◆ SUPPLIED RECORDS:
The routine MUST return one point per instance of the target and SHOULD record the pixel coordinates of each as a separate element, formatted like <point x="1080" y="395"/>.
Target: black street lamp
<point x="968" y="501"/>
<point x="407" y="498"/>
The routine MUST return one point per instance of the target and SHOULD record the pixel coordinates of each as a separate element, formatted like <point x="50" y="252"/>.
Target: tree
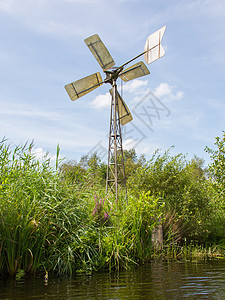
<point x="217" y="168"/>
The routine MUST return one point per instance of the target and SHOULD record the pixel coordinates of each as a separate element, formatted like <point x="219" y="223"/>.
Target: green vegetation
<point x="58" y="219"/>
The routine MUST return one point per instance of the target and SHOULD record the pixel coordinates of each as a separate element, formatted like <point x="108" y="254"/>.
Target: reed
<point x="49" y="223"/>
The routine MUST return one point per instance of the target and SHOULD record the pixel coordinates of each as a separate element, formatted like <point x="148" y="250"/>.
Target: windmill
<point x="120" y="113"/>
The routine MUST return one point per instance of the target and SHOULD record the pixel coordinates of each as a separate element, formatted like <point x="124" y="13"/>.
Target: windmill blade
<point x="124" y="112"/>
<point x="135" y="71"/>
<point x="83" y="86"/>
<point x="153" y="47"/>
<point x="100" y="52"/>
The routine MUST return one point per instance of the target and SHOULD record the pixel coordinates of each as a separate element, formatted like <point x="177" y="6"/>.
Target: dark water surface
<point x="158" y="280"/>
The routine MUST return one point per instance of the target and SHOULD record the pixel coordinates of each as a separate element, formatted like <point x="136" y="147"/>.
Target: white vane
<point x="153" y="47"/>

==

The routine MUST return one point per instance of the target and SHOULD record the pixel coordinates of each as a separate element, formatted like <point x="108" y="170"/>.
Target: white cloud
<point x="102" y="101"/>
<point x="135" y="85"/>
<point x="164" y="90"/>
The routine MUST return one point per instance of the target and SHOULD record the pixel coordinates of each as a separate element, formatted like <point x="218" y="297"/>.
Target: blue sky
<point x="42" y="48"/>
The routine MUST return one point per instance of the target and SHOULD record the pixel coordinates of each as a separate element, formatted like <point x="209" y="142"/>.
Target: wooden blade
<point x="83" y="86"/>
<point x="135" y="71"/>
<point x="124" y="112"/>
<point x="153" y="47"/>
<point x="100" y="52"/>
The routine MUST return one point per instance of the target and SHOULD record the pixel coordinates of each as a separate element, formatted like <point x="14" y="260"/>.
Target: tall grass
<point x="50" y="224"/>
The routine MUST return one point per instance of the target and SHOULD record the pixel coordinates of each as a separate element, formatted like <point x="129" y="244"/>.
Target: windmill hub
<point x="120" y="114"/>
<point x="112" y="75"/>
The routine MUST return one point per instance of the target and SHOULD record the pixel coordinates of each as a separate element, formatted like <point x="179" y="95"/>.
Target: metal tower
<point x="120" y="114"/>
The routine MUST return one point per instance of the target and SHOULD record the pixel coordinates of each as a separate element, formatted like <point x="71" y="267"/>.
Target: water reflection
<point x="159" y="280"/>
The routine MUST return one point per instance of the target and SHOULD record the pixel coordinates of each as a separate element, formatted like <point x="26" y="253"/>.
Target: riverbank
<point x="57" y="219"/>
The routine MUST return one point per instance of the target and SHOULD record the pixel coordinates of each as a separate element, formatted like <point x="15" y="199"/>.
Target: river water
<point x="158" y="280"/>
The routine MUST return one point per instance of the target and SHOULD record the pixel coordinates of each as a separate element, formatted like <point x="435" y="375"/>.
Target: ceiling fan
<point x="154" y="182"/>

◆ EXERCISE:
Which lines in the listing above contain the word "white"? Collect each of them, copied whole, and treat uppercase and lowercase as different.

◆ EXPECTED ANSWER:
Target: white vane
Target: white cloud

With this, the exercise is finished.